Assignment: Nothing in the records should differ when they are repeated. Restate them word for word.

═════ Data extracts ═════

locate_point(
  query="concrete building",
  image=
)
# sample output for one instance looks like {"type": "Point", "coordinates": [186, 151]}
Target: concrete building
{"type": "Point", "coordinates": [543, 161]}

═════

Result of the task:
locate_point(
  query="concrete building",
  image=
)
# sample output for one instance looks like {"type": "Point", "coordinates": [186, 151]}
Target: concrete building
{"type": "Point", "coordinates": [543, 161]}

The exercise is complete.